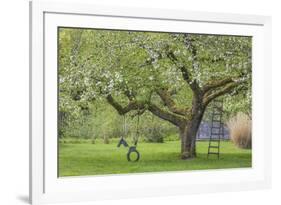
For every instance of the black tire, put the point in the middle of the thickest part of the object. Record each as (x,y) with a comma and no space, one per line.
(133,150)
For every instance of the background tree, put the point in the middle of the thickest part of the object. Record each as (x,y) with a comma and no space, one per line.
(173,76)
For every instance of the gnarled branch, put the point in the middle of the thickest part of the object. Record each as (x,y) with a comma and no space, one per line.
(211,95)
(169,102)
(132,105)
(166,115)
(216,84)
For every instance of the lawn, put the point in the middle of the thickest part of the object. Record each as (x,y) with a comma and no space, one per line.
(77,159)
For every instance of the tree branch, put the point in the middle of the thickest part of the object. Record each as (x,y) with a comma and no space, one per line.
(169,102)
(185,73)
(216,84)
(132,105)
(165,115)
(211,95)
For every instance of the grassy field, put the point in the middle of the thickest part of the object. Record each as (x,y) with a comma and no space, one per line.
(78,159)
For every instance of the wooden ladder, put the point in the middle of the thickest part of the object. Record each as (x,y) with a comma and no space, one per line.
(217,129)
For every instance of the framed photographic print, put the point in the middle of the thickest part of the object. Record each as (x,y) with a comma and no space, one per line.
(130,102)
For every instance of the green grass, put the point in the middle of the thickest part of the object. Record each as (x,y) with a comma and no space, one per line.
(78,159)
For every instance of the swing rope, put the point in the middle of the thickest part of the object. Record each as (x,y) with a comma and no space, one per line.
(137,132)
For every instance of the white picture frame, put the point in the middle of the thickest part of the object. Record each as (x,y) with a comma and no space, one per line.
(46,187)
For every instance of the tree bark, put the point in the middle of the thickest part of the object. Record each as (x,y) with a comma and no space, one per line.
(188,131)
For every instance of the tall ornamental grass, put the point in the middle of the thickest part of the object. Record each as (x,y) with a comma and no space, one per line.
(240,128)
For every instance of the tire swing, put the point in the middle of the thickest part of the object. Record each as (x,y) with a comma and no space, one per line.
(133,155)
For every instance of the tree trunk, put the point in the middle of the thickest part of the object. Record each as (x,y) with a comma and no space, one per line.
(188,134)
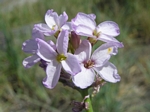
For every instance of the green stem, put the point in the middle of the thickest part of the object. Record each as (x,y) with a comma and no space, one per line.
(87,100)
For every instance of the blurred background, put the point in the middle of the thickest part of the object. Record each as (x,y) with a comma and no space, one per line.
(21,89)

TASK TO COMPLETE ::
Wherever the listing shows a picture, omit it and output the rest exactly as given.

RESPONSE TO THE EXERCISE ::
For every instance of the black tire, put the point in the middle of the thickest part of the object. Record each as (x,y) with a comma and no space, one per line.
(133,150)
For every instance of the background tree, put the point in the middle of the thickest part of the object. Record each as (x,y) with a comma and no space, one per line.
(173,76)
For every instance of the gnarled branch, put the point in the middle of the thickest part of the object. Record each as (x,y) with a comma and no space, one per line.
(211,95)
(169,102)
(132,105)
(166,115)
(216,84)
For every instance of the lawn, put the point in the middle of the thickest part of the object. Record each as (x,y) with a comma and no space, one per line.
(77,159)
For every instance of the tree branch, put the point in the middle of the thickest part of the object. Record each as (x,y) with a comma and no space, one per line.
(169,102)
(185,73)
(216,84)
(132,105)
(165,115)
(211,95)
For every instance of the grassy field, put the point in the middle of the thickest part of the object. Record each as (x,y) with a comma and no space, one per line.
(78,159)
For every instance of the wooden ladder, put the point in the middle of the thickest part of the object. Record each as (x,y) with a comma and no space, one per line.
(217,129)
For every instance of the framed photographic print, put the point in the middle of the thickest part of the object. Record each as (x,y) with a comma and no space, one per line.
(130,102)
For every instance of the green grass, put the point in the middle of the thickest part of the object. Record each as (x,y) with a comma and no space, one per line.
(78,159)
For every instance of the swing rope, put the point in the middle of the thickest part of the object. Record each as (x,y) with a comma and no space, one per line.
(137,132)
For every instance of the white picture frame, put the point in the middle of the thickest part of the object. Record each as (x,y) with a comma and no space, one per line.
(46,187)
For every instance of the tree bark, put the point in the middle of the thickest part of the object. Record each as (x,y) with a comma and no space, one per line.
(188,131)
For every instance of the tall ornamental grass, put the point in the middle of the thickest part of the object. Record each as (x,y) with a comma and no space, one per line.
(240,128)
For every instance of the tire swing, put the point in the middle of the thickest part of the object. Record each as (x,y) with a comma and no space, one per line.
(133,155)
For every instance of the tree trunk, put the point in the middle of the thickest part of the object. Record each as (x,y) with a comma and no space, one per line.
(188,134)
For every instance of the green stem, put the point in the middle of the thickest part of the object. Record each as (x,y) with a comma and no space, one per line.
(87,100)
For every instance of the blurred background, put the point in the middle of the thickest part of the object. Record each as (x,y) with a comma and no space, one per line.
(21,89)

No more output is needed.